**Activity**
Filter the entries that follow, copying every line in which the word "railing" appears.

═════ Entries provided ═════

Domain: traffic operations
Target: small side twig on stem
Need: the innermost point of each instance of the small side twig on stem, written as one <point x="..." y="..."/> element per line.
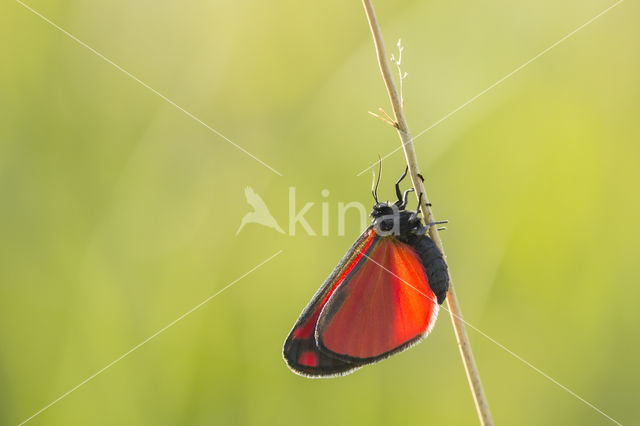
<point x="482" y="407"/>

═════
═════ Entries provided ═════

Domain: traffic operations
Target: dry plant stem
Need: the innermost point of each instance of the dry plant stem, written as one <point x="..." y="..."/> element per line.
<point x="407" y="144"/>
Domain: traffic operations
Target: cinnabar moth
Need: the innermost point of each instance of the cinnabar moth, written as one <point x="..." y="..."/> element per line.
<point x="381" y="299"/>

═════
═════ Entries provided ═════

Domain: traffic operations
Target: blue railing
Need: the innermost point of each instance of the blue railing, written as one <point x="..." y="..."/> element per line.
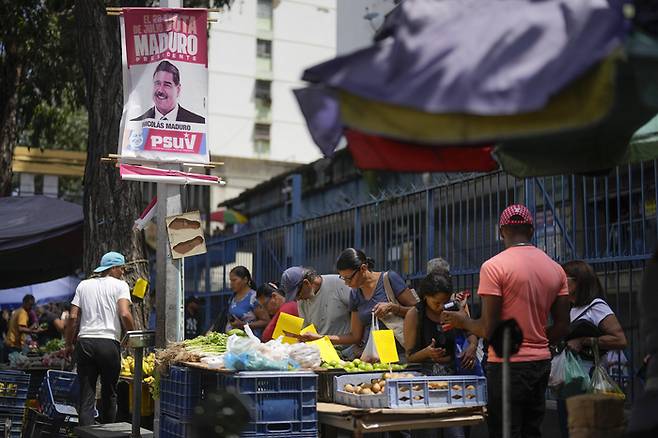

═════

**Response for this exercise**
Target: blue railing
Need: the innermost point of each instance of the blue railing, written as one <point x="..." y="..."/> element per line.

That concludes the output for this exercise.